Stored items:
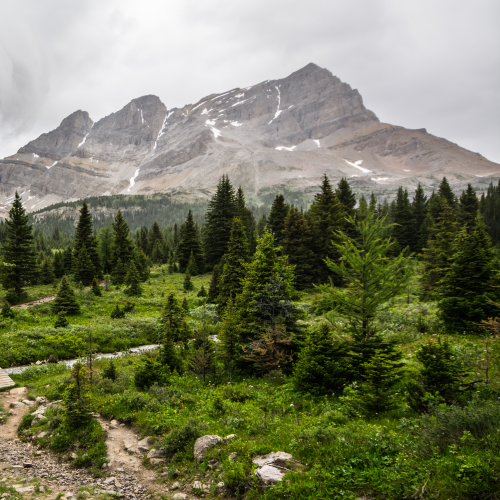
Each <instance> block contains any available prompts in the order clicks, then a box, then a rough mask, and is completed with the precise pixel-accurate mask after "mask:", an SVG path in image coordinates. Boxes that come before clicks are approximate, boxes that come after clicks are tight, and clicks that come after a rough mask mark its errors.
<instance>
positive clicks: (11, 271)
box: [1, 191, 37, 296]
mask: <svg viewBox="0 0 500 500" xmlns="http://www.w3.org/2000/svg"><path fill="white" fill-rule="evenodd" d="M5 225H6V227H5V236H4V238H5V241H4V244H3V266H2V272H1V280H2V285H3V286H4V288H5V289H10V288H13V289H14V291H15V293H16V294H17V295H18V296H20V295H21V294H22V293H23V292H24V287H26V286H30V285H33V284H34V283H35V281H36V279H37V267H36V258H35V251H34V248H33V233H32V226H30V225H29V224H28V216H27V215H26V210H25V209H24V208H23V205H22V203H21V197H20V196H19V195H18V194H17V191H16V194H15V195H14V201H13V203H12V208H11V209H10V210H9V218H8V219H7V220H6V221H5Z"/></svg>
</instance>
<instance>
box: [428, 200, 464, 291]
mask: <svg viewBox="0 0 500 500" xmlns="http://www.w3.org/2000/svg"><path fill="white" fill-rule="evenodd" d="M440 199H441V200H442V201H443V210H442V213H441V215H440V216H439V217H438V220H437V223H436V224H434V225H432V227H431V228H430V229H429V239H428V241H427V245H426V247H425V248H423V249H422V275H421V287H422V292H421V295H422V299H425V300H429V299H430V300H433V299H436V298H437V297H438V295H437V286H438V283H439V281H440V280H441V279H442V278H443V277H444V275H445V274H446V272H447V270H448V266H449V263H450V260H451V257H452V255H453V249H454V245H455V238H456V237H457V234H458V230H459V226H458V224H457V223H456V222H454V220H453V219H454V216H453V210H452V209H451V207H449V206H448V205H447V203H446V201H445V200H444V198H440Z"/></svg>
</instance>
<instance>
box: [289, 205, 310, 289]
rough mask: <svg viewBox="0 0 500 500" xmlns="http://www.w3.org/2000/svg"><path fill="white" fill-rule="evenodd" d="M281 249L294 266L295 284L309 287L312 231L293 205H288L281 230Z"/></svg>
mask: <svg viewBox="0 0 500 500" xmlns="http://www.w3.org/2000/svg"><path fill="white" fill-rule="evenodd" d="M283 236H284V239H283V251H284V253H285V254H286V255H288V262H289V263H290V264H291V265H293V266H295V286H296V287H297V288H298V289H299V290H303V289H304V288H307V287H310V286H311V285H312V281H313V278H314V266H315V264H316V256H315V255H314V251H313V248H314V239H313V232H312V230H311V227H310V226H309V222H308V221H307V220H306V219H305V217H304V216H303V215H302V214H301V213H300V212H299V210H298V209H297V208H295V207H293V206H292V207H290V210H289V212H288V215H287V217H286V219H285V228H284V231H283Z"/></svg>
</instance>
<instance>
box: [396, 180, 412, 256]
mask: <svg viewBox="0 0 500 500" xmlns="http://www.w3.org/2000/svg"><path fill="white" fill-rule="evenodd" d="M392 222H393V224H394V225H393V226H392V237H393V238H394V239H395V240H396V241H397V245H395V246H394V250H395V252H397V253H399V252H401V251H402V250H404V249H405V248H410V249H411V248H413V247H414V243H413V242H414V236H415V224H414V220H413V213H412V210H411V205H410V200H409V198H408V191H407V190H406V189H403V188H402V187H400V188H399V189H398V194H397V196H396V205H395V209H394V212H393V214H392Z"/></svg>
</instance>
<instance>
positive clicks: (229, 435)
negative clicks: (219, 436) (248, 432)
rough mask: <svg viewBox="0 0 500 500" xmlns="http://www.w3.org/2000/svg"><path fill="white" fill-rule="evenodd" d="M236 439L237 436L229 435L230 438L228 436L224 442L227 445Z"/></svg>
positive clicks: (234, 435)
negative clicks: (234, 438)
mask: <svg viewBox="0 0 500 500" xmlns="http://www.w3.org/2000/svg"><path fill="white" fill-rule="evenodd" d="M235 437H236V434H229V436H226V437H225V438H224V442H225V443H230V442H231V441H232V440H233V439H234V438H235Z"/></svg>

...

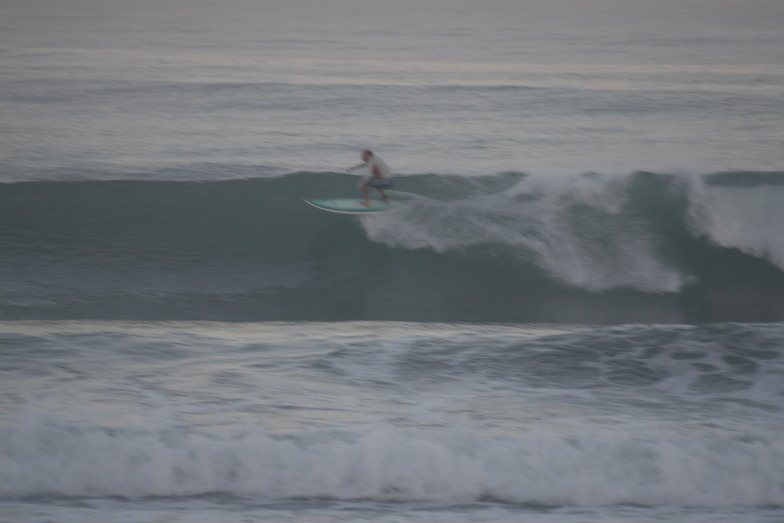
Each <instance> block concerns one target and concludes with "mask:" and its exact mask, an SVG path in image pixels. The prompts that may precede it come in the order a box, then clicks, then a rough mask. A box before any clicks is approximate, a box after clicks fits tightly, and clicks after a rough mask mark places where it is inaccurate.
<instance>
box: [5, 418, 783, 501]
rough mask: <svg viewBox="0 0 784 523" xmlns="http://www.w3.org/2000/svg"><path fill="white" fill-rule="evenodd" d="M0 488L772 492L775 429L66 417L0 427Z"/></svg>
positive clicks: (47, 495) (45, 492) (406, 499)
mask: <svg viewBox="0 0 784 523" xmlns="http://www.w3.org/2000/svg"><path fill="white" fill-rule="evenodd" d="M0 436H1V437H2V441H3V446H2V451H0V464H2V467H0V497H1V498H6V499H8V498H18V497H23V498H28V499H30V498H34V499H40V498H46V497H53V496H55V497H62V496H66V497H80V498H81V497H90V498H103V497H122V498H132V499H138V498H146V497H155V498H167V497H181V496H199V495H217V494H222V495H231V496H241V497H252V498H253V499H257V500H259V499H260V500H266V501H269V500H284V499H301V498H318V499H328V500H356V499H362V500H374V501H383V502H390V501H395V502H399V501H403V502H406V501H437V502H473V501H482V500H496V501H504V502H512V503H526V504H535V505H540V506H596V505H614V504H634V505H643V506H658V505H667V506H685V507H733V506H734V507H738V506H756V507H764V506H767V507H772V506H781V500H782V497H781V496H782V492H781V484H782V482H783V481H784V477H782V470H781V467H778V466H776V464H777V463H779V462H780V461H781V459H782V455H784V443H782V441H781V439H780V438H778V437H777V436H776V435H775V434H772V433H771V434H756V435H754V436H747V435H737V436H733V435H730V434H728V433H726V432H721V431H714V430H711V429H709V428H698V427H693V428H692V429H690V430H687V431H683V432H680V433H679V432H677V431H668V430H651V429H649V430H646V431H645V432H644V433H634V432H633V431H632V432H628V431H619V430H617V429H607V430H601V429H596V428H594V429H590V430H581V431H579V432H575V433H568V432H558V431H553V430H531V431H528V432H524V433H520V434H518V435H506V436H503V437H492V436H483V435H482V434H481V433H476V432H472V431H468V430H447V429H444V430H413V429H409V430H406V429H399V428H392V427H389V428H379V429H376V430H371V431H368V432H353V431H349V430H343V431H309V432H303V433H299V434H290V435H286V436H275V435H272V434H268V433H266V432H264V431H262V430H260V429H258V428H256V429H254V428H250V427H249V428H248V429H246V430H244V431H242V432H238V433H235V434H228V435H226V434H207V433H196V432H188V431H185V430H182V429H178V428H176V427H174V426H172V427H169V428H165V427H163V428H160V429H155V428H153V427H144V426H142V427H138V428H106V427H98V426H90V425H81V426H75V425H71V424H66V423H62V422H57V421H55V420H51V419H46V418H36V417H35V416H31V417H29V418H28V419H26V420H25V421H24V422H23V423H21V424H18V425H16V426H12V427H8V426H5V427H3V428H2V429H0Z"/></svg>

## [Action item]
Would you print exactly, and only, the lines of the data above from the line with "Each <instance> block contains" through the line with "box: [289, 205, 310, 289]", inclusive?

## [Response to the task]
Each <instance> block contains any available prompts in the order clicks, then a box, then a rough mask, and is completed with the precise pixel-accurate mask after "mask:", an SVG path in image coordinates. Boxes that come before clicks are approximate, boxes that come after clicks are tight, and clicks that come after a rough mask mark its errors.
<instance>
positive clicks: (11, 271)
box: [1, 191, 37, 296]
mask: <svg viewBox="0 0 500 500" xmlns="http://www.w3.org/2000/svg"><path fill="white" fill-rule="evenodd" d="M5 225H6V227H5V236H4V238H5V241H4V244H3V266H2V272H1V280H2V285H3V286H4V288H5V289H10V288H13V289H14V291H15V293H16V294H17V295H18V296H20V295H21V294H22V293H23V292H24V287H26V286H30V285H33V284H34V283H35V281H36V279H37V267H36V258H35V251H34V248H33V233H32V226H30V225H29V224H28V216H27V215H26V210H25V209H24V208H23V205H22V203H21V197H20V196H19V195H18V194H17V191H16V194H15V195H14V201H13V203H12V208H11V209H10V210H9V218H8V219H7V220H6V221H5Z"/></svg>
</instance>
<instance>
box: [428, 200, 464, 291]
mask: <svg viewBox="0 0 500 500" xmlns="http://www.w3.org/2000/svg"><path fill="white" fill-rule="evenodd" d="M440 199H441V200H442V201H443V210H442V213H441V215H440V216H439V217H438V220H437V223H436V224H434V225H432V227H431V228H430V229H429V239H428V241H427V245H426V247H425V248H423V249H422V275H421V287H422V292H421V295H422V299H425V300H429V299H430V300H433V299H436V298H437V297H438V295H437V286H438V283H439V281H440V280H441V279H442V278H443V277H444V275H445V274H446V272H447V270H448V266H449V263H450V260H451V257H452V255H453V249H454V245H455V238H456V237H457V234H458V230H459V226H458V224H457V223H456V222H454V220H453V219H454V216H453V210H452V209H451V207H449V206H448V205H447V203H446V201H445V200H444V198H440Z"/></svg>
</instance>
<instance>
box: [289, 205, 310, 289]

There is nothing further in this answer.